• **Problem details**:
Please find the number of lines in the material below where the string "floor" occurs, and give only that number.

• **Supplied material**:

***

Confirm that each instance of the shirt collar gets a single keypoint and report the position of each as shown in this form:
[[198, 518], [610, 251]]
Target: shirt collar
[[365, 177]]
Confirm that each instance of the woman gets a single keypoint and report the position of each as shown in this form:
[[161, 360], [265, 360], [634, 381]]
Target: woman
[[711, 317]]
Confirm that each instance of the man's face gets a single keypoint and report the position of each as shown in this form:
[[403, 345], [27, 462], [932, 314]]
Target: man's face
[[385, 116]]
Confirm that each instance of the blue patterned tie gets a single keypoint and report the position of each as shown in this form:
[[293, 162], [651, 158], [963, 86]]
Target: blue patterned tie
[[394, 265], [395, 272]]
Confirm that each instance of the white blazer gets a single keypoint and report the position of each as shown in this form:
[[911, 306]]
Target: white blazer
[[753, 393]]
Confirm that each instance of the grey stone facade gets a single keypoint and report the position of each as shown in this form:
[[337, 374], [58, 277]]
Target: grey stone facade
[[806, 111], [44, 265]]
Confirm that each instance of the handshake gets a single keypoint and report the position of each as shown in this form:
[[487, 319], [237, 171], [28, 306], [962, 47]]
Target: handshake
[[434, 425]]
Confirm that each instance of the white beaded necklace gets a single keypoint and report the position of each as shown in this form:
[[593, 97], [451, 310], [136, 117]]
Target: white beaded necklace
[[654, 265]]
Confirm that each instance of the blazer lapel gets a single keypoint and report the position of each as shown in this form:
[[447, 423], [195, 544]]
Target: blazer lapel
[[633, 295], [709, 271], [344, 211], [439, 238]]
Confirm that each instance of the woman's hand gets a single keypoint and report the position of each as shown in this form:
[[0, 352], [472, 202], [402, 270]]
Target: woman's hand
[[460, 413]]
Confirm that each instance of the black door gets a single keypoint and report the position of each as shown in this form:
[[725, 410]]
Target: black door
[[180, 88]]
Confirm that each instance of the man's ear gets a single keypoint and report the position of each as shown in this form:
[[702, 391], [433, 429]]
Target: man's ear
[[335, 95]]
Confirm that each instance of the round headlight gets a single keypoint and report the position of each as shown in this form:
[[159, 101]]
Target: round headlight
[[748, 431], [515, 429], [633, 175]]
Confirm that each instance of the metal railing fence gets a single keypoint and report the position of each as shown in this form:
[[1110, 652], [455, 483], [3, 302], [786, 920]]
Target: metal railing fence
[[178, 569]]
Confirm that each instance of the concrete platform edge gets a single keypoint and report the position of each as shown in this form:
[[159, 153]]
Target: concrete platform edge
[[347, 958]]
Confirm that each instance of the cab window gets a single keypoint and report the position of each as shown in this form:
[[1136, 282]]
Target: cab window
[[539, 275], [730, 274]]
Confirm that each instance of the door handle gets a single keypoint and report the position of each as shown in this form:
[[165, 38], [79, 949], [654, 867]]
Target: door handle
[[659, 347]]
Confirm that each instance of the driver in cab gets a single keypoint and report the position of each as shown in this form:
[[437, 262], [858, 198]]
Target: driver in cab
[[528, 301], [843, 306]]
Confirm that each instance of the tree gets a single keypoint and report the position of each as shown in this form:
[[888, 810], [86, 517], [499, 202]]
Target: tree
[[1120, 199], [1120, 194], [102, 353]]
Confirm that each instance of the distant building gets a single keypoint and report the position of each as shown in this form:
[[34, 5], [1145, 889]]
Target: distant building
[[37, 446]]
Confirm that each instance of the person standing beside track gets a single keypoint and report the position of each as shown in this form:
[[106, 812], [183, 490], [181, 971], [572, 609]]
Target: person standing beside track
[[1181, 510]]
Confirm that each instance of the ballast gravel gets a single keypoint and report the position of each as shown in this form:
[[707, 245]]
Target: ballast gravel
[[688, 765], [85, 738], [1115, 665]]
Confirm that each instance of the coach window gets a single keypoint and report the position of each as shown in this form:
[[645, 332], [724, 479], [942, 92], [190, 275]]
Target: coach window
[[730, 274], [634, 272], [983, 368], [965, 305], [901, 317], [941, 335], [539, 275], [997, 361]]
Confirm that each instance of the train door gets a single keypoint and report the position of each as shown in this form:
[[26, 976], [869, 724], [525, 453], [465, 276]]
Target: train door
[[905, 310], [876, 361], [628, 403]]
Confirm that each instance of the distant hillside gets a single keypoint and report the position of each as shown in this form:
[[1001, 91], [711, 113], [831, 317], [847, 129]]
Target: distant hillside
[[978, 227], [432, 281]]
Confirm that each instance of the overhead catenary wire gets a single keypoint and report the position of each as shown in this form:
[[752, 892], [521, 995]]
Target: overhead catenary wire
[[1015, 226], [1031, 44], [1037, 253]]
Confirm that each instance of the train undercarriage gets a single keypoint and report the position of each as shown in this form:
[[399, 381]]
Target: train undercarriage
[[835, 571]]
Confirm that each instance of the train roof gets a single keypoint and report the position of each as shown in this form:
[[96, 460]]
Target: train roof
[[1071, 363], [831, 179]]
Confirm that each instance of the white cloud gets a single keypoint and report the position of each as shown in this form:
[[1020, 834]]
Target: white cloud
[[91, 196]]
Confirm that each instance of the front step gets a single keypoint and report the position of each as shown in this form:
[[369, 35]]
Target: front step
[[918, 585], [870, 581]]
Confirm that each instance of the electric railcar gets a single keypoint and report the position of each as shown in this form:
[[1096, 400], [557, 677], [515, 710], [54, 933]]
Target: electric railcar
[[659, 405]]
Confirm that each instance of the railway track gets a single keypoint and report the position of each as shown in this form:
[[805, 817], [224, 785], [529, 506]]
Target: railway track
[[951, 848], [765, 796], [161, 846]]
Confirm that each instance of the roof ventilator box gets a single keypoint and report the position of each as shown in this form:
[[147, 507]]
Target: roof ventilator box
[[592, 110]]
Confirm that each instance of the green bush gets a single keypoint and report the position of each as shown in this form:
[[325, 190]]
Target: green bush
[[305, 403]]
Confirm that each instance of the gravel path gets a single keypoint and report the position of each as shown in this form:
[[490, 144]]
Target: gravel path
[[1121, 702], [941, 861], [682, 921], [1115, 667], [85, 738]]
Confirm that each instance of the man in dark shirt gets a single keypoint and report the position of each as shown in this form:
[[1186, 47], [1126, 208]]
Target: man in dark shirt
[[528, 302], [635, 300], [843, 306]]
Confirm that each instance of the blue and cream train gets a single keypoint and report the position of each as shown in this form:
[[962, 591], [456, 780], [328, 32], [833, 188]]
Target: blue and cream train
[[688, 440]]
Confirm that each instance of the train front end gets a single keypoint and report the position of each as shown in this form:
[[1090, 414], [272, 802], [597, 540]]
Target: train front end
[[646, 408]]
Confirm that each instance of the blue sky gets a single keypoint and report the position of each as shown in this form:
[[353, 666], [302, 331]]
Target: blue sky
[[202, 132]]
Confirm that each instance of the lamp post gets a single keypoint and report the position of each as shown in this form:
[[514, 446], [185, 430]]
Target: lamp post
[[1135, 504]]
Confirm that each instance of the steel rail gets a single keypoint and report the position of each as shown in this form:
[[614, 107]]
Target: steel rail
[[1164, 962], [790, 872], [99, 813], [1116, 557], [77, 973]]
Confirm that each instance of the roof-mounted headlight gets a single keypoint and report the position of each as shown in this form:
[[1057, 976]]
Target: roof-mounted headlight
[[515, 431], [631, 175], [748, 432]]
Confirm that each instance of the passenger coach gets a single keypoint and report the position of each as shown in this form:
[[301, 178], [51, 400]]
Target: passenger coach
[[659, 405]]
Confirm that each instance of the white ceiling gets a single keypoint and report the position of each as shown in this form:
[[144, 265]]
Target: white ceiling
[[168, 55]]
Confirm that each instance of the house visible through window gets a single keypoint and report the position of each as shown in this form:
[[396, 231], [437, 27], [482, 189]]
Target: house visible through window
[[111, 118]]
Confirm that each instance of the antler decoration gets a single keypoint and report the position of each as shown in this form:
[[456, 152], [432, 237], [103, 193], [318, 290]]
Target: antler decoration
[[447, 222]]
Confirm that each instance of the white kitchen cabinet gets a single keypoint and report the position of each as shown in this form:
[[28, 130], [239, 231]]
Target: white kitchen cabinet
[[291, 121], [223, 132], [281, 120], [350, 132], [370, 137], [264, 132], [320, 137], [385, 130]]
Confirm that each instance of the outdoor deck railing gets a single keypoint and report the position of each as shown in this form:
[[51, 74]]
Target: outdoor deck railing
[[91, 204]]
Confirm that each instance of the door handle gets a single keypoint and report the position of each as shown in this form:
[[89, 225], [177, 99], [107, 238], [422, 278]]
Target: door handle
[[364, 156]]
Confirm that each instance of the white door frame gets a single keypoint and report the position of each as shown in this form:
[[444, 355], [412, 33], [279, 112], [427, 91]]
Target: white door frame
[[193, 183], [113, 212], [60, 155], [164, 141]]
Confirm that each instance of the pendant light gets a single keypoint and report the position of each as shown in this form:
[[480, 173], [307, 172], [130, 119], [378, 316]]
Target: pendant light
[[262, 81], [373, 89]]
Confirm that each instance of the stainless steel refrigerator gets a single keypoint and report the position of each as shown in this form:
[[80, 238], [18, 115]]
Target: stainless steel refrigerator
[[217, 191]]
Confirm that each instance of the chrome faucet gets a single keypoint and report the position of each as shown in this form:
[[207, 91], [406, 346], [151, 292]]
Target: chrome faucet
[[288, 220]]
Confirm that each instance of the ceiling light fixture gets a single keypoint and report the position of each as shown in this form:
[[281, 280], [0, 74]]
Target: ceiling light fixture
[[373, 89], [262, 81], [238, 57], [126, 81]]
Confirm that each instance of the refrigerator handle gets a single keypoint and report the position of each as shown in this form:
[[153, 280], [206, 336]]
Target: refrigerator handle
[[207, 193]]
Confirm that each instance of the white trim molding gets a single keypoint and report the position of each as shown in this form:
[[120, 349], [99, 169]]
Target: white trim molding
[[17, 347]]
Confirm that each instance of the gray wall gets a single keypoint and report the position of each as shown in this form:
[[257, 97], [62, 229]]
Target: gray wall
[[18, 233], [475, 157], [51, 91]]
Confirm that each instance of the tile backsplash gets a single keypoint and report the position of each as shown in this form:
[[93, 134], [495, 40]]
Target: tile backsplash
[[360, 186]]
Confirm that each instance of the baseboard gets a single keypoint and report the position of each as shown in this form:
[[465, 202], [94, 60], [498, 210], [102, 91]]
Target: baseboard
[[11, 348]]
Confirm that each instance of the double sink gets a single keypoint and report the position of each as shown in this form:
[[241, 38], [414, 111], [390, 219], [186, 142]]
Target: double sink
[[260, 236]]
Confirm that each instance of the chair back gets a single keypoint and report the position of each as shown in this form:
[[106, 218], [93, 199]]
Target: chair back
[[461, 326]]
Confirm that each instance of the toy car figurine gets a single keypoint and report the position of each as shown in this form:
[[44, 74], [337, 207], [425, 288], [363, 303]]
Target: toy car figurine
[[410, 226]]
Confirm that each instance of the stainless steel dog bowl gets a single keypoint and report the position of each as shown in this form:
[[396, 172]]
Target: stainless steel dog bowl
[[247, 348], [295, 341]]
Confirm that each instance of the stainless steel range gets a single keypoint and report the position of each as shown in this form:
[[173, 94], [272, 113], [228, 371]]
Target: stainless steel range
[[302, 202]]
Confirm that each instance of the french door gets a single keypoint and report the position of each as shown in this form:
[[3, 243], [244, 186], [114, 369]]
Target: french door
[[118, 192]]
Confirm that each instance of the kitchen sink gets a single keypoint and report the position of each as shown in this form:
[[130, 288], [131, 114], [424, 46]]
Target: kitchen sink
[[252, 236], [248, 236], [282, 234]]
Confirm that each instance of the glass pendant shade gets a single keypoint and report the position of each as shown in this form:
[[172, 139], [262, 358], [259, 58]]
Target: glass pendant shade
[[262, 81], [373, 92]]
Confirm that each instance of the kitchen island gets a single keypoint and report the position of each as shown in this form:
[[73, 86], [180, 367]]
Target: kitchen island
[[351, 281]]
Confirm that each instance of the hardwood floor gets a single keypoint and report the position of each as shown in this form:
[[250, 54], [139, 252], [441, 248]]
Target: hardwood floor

***

• **Answer to the exercise**:
2